*YOUR ASSIGNMENT:*
Copy out the records that appear below, exactly as each one reads.

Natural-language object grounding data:
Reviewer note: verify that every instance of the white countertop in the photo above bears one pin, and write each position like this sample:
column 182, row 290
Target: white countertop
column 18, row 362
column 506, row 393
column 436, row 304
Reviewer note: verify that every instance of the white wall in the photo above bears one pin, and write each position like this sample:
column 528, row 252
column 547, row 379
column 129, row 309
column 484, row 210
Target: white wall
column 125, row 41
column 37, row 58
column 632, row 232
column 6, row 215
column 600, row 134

*RESULT BELOW:*
Reviewer note: verify that every instance of the white countertop in the photo above bears one pin, and write each position like this sample:
column 182, row 290
Target: white countertop
column 18, row 362
column 506, row 393
column 436, row 304
Reviewer note: verify that every instance of the white wall in the photo above bears one pin, and write each position like this sample:
column 528, row 252
column 547, row 379
column 129, row 309
column 484, row 210
Target: white wall
column 125, row 41
column 37, row 58
column 632, row 232
column 6, row 215
column 600, row 134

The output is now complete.